ABOUT THIS TASK: Transcription of the full listing is required, character for character.

SOURCE INFORMATION:
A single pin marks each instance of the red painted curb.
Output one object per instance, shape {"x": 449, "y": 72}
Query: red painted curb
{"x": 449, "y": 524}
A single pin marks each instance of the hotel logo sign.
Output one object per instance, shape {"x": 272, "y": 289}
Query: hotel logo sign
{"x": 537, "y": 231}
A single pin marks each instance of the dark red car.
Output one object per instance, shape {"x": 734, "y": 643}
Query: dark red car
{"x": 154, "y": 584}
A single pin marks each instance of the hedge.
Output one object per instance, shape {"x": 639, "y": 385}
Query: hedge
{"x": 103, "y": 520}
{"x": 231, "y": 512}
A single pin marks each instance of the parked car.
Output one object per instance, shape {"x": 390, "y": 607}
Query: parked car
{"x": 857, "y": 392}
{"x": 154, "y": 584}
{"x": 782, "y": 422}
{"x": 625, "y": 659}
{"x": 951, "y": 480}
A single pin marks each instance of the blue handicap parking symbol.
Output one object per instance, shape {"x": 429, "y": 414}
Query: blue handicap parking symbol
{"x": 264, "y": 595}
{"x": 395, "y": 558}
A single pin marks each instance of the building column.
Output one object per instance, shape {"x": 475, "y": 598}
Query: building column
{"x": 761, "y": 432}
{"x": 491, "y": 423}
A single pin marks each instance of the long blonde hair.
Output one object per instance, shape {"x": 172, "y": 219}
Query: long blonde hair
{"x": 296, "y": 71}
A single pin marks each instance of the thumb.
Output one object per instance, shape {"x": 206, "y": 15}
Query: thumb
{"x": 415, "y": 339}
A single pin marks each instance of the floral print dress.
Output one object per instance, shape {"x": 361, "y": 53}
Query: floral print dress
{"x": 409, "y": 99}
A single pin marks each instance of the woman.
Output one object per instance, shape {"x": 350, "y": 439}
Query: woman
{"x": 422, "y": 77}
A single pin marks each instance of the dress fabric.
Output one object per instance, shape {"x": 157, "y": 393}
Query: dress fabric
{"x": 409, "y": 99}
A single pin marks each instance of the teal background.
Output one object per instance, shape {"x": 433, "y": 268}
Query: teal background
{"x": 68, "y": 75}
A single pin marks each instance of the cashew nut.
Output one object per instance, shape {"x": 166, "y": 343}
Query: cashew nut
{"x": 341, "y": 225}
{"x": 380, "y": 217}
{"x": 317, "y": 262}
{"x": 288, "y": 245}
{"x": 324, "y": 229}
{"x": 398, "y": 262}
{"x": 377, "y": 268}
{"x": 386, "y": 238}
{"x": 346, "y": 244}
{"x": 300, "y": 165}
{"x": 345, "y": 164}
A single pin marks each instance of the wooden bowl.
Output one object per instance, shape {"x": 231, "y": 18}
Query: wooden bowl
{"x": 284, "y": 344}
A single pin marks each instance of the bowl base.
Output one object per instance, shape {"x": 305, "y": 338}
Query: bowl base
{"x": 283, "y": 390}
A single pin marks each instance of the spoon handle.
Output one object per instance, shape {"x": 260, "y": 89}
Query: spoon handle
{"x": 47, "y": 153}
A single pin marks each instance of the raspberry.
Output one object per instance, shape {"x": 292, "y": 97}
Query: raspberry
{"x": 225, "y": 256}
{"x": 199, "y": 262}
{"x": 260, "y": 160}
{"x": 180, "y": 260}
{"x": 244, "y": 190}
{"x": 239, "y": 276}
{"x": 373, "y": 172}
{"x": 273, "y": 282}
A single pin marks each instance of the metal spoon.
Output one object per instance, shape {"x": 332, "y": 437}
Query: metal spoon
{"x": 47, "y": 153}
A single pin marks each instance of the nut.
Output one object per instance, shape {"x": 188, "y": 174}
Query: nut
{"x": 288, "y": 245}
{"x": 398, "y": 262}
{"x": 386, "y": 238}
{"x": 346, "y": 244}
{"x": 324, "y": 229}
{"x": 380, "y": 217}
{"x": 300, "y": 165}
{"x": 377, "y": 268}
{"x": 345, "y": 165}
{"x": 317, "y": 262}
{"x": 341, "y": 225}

RESPONSE TO THE TASK:
A single pin marks each instance of the red painted curb.
Output one object per instance, shape {"x": 449, "y": 72}
Query: red painted curb
{"x": 449, "y": 524}
A single pin marks each instance of the hotel logo sign.
Output one object per instance, shape {"x": 272, "y": 289}
Query: hotel logo sign
{"x": 537, "y": 231}
A single pin marks each instance of the dark red car.
Output one object per instance, shape {"x": 734, "y": 643}
Query: dark red car
{"x": 154, "y": 584}
A single pin marks each instance of the hedge.
Output one object per instance, shape {"x": 639, "y": 385}
Query: hedge
{"x": 103, "y": 520}
{"x": 231, "y": 512}
A single pin marks each instance of the parked car.
Output one object per instance, shape {"x": 390, "y": 607}
Query: parked car
{"x": 857, "y": 392}
{"x": 154, "y": 584}
{"x": 782, "y": 422}
{"x": 625, "y": 659}
{"x": 951, "y": 480}
A single pin marks each instance of the blue handicap parking symbol.
Output one object per instance, shape {"x": 429, "y": 414}
Query: blue handicap parking symbol
{"x": 264, "y": 595}
{"x": 395, "y": 558}
A single pin marks each instance of the building column.
Output one object per instance, shape {"x": 475, "y": 598}
Query: building column
{"x": 761, "y": 432}
{"x": 491, "y": 423}
A single pin marks each instance of the long blonde hair.
Output one object per instance, shape {"x": 172, "y": 219}
Query: long blonde hair
{"x": 296, "y": 71}
A single pin marks each instance of the thumb.
Output one object per instance, shape {"x": 206, "y": 15}
Query: thumb
{"x": 415, "y": 339}
A single pin marks each instance of the floral print dress.
Output one object per instance, shape {"x": 361, "y": 53}
Query: floral print dress
{"x": 409, "y": 99}
A single pin marks each instance of the woman.
Output one object per instance, shape {"x": 350, "y": 439}
Query: woman
{"x": 422, "y": 77}
A single pin marks each instance of the dress fabric.
Output one object per instance, shape {"x": 157, "y": 393}
Query: dress fabric
{"x": 409, "y": 99}
A single pin marks each instance of the teal background.
Output one object per instance, shape {"x": 433, "y": 268}
Query: teal background
{"x": 68, "y": 75}
A single pin marks each instance of the cashew nut.
Output one object per instance, shape {"x": 166, "y": 343}
Query: cashew nut
{"x": 341, "y": 225}
{"x": 380, "y": 217}
{"x": 317, "y": 262}
{"x": 288, "y": 245}
{"x": 324, "y": 229}
{"x": 398, "y": 262}
{"x": 377, "y": 268}
{"x": 386, "y": 238}
{"x": 346, "y": 244}
{"x": 300, "y": 165}
{"x": 345, "y": 164}
A single pin marks each instance of the wooden bowl.
Output one object per instance, shape {"x": 231, "y": 18}
Query: wooden bowl
{"x": 284, "y": 344}
A single pin marks each instance of the bowl base.
Output one object per instance, shape {"x": 305, "y": 338}
Query: bowl base
{"x": 283, "y": 390}
A single pin marks each instance of the spoon handle.
Output one object per instance, shape {"x": 260, "y": 89}
Query: spoon handle
{"x": 47, "y": 153}
A single pin marks each instance of the raspberry.
Output one object per instance, shape {"x": 292, "y": 97}
Query: raspberry
{"x": 225, "y": 256}
{"x": 199, "y": 262}
{"x": 260, "y": 160}
{"x": 180, "y": 260}
{"x": 244, "y": 190}
{"x": 239, "y": 276}
{"x": 373, "y": 172}
{"x": 273, "y": 282}
A single pin marks each instance of the metal spoon.
Output one object per instance, shape {"x": 332, "y": 437}
Query: metal spoon
{"x": 47, "y": 153}
A single pin marks each instance of the nut.
Output one object per instance, shape {"x": 188, "y": 174}
Query: nut
{"x": 288, "y": 245}
{"x": 398, "y": 262}
{"x": 386, "y": 238}
{"x": 346, "y": 244}
{"x": 324, "y": 229}
{"x": 380, "y": 217}
{"x": 300, "y": 165}
{"x": 377, "y": 268}
{"x": 345, "y": 165}
{"x": 317, "y": 262}
{"x": 341, "y": 225}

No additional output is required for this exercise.